*Stated exercise*:
Please copy the records from the start through the line containing "Draw the outline of every instance of the chandelier", reproducing each line unchanged.

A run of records
—————

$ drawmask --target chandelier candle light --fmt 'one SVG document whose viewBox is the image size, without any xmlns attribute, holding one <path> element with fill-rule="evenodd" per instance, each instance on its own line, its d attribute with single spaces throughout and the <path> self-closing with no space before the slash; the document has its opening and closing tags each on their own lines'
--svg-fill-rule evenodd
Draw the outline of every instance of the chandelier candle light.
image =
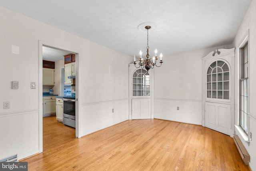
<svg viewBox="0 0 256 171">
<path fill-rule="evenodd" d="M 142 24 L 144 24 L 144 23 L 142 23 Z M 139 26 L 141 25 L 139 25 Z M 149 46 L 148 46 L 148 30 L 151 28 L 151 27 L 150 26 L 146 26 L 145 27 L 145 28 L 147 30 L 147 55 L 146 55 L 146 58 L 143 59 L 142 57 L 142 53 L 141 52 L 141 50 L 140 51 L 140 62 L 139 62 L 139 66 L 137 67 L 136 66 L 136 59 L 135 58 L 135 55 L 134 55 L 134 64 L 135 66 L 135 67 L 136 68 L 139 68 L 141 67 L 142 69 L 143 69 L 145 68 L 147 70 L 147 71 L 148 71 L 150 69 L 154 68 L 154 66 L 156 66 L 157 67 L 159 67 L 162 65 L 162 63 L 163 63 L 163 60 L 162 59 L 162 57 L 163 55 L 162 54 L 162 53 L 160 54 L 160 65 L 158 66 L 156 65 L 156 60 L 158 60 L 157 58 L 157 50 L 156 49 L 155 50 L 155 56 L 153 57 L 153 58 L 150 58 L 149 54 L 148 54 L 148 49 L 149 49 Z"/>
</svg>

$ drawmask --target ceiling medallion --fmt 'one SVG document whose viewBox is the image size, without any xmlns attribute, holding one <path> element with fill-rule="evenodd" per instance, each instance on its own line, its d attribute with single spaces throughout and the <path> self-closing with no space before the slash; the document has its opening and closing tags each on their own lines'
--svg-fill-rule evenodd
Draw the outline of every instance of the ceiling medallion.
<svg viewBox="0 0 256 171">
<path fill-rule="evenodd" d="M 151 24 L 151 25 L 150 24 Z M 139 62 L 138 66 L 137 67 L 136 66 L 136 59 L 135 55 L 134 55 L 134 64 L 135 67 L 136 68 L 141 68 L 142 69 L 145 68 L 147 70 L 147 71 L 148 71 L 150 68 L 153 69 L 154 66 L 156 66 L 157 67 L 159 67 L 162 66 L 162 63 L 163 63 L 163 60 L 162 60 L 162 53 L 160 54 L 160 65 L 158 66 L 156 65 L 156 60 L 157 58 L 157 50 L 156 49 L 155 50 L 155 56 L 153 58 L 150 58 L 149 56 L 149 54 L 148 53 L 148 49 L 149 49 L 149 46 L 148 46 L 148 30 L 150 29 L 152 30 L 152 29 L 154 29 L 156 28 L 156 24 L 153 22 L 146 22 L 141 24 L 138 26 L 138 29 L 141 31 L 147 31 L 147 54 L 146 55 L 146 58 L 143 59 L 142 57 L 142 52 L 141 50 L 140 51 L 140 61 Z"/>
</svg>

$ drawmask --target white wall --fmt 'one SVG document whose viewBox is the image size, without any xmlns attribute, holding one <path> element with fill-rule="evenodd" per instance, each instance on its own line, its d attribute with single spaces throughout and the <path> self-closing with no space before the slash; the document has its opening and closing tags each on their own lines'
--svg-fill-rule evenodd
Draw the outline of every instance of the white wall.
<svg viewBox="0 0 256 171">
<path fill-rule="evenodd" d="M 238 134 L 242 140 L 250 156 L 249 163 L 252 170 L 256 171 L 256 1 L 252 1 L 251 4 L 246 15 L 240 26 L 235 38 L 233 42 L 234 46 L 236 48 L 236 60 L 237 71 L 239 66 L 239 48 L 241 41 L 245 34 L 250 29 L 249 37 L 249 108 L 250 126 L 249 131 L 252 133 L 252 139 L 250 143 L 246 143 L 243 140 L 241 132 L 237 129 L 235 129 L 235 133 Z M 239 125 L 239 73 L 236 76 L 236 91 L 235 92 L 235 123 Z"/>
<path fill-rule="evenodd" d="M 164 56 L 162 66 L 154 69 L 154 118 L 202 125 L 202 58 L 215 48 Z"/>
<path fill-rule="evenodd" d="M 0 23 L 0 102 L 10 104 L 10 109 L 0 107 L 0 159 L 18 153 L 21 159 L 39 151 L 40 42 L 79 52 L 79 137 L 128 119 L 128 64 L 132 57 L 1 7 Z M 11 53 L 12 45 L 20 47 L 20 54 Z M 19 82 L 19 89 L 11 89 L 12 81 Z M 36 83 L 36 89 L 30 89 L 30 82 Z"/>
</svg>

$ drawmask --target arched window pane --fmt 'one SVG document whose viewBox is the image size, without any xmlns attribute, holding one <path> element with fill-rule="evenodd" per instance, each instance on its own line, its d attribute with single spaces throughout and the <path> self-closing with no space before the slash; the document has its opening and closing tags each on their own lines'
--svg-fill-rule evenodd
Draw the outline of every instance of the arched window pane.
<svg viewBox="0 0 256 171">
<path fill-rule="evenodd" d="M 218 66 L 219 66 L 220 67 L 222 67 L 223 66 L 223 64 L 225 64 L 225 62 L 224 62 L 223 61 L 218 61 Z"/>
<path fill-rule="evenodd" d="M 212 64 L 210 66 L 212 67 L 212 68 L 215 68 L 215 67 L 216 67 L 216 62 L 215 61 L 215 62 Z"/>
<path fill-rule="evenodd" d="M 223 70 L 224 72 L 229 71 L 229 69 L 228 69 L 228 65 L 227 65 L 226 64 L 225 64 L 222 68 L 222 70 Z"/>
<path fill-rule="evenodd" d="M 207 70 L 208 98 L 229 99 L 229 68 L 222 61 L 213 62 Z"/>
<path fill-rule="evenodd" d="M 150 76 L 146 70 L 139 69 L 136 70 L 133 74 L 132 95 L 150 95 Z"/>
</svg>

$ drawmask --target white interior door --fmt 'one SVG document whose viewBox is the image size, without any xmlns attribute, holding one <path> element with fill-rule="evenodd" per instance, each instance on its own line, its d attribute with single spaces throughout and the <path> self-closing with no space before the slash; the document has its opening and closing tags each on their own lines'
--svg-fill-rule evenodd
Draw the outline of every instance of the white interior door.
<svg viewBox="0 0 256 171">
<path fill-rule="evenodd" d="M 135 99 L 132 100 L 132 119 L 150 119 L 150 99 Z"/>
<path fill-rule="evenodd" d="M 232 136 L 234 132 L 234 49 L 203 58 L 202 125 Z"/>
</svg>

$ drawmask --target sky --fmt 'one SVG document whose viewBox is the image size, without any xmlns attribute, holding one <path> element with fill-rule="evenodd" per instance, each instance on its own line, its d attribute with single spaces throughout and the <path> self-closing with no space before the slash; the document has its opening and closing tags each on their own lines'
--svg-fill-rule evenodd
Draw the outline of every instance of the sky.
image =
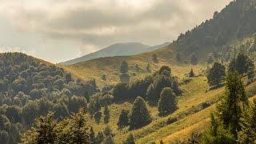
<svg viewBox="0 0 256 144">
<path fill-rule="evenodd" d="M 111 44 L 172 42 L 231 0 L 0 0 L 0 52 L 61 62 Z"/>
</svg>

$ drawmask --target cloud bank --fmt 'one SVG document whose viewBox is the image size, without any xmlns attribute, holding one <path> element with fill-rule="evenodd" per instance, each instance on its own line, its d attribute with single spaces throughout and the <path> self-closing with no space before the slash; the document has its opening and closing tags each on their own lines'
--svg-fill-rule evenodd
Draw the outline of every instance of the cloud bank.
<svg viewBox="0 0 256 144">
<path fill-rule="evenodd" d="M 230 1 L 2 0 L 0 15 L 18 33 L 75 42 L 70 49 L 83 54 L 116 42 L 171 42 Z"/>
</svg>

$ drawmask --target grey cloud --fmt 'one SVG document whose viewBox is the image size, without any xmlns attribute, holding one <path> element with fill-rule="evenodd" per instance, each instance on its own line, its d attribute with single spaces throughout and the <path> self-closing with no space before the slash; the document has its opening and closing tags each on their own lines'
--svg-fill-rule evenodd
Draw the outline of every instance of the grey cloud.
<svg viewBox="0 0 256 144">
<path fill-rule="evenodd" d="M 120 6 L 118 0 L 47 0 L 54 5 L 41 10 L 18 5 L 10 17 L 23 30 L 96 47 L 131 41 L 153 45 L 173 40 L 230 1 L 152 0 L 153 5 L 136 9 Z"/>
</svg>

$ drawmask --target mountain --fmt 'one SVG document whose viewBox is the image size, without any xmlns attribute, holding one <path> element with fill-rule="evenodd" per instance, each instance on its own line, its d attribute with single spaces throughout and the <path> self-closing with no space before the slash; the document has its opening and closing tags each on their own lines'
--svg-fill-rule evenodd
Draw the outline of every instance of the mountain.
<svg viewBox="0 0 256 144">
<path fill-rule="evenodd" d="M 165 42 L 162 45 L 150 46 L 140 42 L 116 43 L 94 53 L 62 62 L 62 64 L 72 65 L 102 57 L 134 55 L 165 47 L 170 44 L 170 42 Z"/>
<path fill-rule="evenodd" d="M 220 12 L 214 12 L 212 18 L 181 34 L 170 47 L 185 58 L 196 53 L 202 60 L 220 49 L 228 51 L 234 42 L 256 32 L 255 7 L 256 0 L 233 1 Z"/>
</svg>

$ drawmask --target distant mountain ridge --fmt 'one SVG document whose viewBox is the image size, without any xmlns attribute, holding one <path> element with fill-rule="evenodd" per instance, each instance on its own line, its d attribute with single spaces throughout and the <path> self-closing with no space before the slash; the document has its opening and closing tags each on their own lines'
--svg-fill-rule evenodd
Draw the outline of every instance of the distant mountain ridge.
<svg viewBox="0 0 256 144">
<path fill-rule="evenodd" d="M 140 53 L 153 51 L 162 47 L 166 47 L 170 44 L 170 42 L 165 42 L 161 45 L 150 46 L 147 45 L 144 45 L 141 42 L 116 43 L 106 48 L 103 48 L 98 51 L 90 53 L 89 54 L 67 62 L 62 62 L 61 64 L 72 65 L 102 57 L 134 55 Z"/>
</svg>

—————

*Finished task*:
$ drawmask --target chandelier candle light --fmt 'one SVG document whose viewBox is the image size, without any xmlns attribute, holding one <path> element with fill-rule="evenodd" per instance, each instance on its own line, its d attribute with single spaces throughout and the <path> self-closing with no space before the slash; the document has its opening and closing tags each on their own lines'
--svg-fill-rule evenodd
Draw the outline of every instance of the chandelier candle light.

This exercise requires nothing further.